#### [EXERCISE PROMPT]
Every record must be copied exactly, from first line to last.
---------- INPUT DATA
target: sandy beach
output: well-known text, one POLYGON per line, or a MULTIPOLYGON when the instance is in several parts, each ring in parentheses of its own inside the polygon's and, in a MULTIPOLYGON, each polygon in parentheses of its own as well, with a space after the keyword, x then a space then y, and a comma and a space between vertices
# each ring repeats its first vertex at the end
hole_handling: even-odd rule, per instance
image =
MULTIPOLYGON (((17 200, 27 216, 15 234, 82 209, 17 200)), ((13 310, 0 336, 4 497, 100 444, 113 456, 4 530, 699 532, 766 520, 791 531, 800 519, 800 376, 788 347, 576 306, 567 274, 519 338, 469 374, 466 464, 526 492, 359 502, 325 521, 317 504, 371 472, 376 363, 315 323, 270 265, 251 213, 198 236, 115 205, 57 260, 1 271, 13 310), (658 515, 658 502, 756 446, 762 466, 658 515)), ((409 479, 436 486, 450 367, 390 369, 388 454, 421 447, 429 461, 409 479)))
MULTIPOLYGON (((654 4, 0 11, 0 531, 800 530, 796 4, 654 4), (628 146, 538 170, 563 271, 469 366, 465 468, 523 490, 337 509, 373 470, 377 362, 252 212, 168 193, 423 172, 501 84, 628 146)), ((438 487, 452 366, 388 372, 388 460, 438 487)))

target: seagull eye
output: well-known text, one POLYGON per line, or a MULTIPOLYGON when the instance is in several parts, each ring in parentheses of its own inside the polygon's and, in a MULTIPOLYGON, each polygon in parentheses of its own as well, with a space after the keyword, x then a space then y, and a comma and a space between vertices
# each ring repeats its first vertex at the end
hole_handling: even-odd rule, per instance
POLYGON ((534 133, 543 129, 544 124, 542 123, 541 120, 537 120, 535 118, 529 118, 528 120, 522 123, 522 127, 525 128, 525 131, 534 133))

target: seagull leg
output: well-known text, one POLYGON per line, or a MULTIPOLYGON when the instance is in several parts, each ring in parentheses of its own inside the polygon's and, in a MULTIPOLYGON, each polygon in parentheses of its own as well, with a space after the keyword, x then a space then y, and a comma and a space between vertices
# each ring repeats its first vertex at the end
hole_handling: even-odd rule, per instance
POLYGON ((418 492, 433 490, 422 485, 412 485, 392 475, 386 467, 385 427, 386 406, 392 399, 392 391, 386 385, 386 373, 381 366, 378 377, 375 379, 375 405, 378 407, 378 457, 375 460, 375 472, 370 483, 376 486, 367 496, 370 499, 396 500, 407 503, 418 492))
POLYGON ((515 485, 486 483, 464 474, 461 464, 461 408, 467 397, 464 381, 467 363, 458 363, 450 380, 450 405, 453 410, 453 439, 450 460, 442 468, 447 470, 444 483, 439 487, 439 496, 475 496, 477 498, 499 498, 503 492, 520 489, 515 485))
--------------------
#### [COMPLETED TASK]
target: sandy beach
output: well-known text, one POLYGON per line, or a MULTIPOLYGON when the instance is in several parts, each ring in parentheses of its own inside the polygon's and, in a MULTIPOLYGON, each polygon in parentheses of its own as well, with a space after the keyword, x then a space then y, and a comma and a space between vertices
# each ring repeats its first vertex at the end
hole_handling: even-odd rule, per instance
image =
MULTIPOLYGON (((17 200, 27 216, 15 234, 82 209, 17 200)), ((13 310, 0 336, 4 497, 100 444, 113 456, 4 530, 699 532, 766 520, 791 531, 800 519, 800 376, 788 347, 576 306, 567 274, 519 338, 469 374, 466 464, 526 492, 359 502, 325 521, 317 504, 371 472, 376 363, 315 323, 270 265, 251 213, 198 236, 115 205, 57 260, 1 271, 13 310), (658 515, 658 502, 756 446, 762 466, 658 515)), ((409 479, 436 486, 450 367, 390 369, 388 454, 421 447, 429 461, 409 479)))
MULTIPOLYGON (((654 4, 0 11, 0 531, 800 530, 796 4, 654 4), (628 146, 538 170, 563 271, 469 366, 465 468, 523 490, 337 509, 373 470, 377 362, 252 212, 168 193, 423 172, 501 84, 628 146)), ((438 487, 452 366, 388 372, 388 460, 438 487)))

target: seagull eye
output: well-known text, one POLYGON per line, or a MULTIPOLYGON when the instance is in several parts, each ring in parentheses of its own inside the polygon's and, in a MULTIPOLYGON, each polygon in parentheses of its own as well, with a space after the keyword, x then a space then y, and a comma and a space between vertices
# each ring repeats its first vertex at the end
hole_handling: even-odd rule, per instance
POLYGON ((534 133, 543 129, 544 124, 542 123, 541 120, 537 120, 535 118, 529 118, 528 120, 522 123, 522 127, 525 128, 525 131, 534 133))

target: seagull leg
output: well-known text, one POLYGON per line, or a MULTIPOLYGON when the instance is in several parts, each ring in parentheses of its own inside the polygon's and, in a MULTIPOLYGON, each polygon in parentheses of its own as well, with a space after the keyword, x then a space then y, and a comma and a space between vertices
# each ring repeats its first vertex at the end
hole_handling: even-odd rule, per instance
POLYGON ((418 492, 433 490, 422 485, 412 485, 392 475, 386 467, 385 427, 386 406, 392 399, 392 391, 386 385, 386 373, 381 366, 378 377, 375 379, 375 405, 378 407, 378 457, 375 460, 375 472, 370 483, 376 486, 367 496, 370 499, 396 500, 407 503, 418 492))
POLYGON ((515 485, 486 483, 464 474, 461 464, 461 408, 467 397, 464 381, 467 363, 458 363, 450 380, 450 405, 453 410, 453 439, 450 460, 442 468, 447 470, 444 483, 439 487, 439 496, 475 496, 477 498, 499 498, 503 492, 520 489, 515 485))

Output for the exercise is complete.